◆ Task goal
List every line in the items below that contains the word "wheel". Case counts.

Rows from a pointing dataset:

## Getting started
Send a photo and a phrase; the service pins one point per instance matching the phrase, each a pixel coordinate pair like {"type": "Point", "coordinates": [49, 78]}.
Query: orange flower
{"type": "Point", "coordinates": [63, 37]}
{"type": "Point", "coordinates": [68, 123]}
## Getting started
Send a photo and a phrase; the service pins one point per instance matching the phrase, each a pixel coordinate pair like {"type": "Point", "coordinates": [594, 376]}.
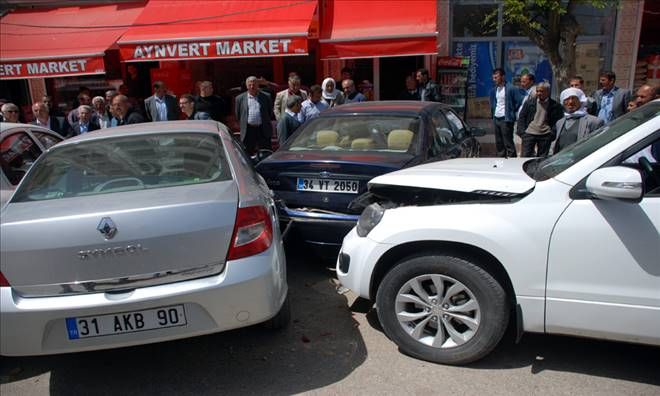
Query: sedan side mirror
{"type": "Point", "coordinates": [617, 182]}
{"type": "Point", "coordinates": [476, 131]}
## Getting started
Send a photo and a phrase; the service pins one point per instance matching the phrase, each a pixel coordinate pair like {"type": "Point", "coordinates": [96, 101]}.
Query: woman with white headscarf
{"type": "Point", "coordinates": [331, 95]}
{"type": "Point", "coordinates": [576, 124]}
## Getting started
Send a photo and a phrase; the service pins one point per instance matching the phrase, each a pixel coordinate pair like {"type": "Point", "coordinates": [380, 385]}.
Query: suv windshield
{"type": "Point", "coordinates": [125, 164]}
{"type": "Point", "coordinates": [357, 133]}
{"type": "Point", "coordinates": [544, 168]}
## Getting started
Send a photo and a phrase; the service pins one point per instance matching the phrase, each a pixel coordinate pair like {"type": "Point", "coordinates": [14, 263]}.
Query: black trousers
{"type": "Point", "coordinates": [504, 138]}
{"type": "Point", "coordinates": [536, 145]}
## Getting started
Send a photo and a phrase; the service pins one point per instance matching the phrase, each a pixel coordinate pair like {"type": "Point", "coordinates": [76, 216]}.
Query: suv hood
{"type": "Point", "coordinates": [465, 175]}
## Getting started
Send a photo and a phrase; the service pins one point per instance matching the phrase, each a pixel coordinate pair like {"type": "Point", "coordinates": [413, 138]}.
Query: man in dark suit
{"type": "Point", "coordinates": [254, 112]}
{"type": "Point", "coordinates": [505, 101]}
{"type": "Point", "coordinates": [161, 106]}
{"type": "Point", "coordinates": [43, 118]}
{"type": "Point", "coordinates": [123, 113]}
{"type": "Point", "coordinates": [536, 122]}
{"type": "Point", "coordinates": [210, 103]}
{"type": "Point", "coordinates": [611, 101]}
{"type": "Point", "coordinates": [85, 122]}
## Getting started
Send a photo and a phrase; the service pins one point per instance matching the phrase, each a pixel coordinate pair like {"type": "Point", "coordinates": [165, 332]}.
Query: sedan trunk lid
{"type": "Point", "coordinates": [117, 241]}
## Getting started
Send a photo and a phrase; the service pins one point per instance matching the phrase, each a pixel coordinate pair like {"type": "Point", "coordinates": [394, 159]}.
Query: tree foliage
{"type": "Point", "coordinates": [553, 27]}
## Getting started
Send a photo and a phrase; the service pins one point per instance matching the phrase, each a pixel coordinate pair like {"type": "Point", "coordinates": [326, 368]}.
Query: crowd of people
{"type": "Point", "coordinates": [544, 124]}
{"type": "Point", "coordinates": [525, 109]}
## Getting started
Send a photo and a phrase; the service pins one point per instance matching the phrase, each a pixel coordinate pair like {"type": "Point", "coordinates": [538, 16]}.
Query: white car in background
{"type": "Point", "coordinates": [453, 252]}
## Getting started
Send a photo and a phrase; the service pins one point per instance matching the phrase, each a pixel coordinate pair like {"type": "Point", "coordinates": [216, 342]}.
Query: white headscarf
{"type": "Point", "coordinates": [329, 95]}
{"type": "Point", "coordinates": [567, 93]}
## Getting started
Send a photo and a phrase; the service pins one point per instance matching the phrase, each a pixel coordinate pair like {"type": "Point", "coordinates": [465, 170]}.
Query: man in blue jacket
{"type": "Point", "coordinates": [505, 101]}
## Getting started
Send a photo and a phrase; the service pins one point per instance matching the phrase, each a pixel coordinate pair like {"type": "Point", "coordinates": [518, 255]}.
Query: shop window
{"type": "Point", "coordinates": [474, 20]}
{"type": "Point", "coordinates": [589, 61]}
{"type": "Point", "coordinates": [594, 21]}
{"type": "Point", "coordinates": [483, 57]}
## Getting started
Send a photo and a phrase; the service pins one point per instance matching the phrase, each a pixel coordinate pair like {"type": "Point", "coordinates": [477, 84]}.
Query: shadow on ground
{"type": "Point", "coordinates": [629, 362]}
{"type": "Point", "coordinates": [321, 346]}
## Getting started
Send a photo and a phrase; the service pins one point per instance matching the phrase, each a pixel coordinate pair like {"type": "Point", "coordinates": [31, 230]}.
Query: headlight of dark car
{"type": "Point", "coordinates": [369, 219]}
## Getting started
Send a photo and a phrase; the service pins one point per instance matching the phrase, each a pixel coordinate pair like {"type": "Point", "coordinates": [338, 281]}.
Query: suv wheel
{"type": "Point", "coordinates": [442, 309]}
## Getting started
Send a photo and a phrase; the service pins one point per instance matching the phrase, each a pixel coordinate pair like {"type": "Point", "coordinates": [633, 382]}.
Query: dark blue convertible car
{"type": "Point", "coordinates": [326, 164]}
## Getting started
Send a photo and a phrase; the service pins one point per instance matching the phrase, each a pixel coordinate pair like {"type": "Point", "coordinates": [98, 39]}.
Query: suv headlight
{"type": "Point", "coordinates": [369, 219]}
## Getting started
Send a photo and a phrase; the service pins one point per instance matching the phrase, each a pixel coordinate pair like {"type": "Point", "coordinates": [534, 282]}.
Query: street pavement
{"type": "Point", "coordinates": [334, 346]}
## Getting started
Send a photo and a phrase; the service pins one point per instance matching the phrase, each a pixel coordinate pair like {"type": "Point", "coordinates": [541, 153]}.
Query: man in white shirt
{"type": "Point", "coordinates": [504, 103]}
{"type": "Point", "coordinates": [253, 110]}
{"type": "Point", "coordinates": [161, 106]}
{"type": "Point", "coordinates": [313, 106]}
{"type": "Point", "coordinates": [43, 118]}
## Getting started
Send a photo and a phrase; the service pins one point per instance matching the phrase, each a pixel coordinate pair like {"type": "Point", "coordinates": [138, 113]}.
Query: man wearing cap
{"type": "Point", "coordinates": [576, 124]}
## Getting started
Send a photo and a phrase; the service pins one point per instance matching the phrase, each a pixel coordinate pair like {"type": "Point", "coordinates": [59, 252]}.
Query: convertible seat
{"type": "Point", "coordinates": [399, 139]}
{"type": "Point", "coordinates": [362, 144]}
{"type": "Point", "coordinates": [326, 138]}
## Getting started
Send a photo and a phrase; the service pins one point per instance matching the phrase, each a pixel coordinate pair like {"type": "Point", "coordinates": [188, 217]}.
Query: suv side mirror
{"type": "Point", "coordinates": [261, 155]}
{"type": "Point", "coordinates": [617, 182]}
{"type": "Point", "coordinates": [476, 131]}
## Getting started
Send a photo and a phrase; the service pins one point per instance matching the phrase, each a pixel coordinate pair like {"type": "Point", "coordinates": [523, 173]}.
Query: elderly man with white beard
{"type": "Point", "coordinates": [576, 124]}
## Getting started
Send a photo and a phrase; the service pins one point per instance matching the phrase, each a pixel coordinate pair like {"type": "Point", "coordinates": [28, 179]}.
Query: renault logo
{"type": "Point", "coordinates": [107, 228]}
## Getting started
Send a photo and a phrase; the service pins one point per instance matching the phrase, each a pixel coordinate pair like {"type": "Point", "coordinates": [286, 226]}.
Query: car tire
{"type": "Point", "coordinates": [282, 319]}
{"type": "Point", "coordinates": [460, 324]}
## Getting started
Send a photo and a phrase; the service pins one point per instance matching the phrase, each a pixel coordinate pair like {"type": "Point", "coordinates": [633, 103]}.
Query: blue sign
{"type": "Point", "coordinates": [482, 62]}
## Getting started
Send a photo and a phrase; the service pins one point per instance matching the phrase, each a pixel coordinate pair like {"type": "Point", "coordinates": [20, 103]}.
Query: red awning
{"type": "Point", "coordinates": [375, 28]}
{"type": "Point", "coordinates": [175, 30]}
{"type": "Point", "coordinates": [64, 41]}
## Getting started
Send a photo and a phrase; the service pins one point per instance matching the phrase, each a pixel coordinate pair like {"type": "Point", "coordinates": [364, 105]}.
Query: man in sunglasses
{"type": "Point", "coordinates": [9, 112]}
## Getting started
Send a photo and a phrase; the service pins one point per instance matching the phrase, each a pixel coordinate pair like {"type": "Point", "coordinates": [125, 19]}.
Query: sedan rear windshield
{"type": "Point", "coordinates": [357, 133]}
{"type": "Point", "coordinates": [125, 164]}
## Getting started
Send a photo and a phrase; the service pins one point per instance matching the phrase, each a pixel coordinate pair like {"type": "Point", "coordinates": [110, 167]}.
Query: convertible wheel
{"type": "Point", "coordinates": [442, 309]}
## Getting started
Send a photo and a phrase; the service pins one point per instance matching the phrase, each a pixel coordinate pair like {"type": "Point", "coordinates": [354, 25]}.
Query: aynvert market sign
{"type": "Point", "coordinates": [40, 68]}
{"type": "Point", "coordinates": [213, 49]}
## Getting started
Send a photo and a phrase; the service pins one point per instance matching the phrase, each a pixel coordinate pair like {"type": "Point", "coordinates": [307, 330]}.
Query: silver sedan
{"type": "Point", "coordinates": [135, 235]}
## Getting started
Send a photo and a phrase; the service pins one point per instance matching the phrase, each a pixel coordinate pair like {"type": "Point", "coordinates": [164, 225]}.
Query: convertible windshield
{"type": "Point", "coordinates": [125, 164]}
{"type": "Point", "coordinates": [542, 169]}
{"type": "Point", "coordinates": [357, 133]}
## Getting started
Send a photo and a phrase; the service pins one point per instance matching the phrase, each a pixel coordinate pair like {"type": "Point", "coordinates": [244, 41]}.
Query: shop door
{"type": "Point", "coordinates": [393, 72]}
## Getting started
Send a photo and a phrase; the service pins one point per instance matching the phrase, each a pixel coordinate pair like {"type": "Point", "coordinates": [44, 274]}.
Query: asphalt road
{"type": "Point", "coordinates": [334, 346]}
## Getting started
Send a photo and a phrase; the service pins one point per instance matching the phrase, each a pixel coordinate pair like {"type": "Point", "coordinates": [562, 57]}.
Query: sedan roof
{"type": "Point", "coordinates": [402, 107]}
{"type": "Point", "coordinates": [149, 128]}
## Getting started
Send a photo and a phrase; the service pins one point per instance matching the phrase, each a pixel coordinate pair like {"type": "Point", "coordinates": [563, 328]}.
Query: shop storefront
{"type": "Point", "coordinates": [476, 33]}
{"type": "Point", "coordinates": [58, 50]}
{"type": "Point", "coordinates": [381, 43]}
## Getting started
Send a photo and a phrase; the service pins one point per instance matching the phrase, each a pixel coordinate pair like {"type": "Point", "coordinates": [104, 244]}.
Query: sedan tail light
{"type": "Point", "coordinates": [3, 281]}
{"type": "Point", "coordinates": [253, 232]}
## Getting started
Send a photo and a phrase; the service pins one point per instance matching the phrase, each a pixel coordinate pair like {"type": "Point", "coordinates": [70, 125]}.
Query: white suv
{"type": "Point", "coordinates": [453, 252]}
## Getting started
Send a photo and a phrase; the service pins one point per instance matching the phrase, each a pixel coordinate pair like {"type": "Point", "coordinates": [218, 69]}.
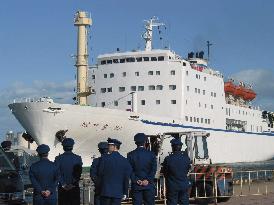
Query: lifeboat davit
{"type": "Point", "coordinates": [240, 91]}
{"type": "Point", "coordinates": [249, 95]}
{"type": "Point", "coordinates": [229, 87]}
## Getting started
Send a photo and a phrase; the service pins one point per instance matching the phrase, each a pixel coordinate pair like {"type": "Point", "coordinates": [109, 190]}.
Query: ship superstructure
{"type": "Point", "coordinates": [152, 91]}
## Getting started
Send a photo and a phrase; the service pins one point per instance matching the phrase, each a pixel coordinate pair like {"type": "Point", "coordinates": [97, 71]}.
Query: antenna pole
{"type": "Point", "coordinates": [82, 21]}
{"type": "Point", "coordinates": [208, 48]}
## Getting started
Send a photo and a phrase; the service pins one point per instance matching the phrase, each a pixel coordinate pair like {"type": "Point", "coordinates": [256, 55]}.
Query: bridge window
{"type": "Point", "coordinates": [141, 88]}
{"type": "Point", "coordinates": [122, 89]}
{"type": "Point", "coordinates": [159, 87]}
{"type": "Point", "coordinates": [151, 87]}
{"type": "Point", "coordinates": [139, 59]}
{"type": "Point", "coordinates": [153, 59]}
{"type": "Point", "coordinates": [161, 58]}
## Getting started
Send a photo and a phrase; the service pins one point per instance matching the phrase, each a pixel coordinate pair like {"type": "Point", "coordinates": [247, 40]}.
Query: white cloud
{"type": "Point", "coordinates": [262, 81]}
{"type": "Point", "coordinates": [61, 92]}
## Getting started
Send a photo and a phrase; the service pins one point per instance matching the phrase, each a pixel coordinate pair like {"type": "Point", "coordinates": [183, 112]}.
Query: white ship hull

◆ Task solution
Query: suv wheel
Query: convertible wheel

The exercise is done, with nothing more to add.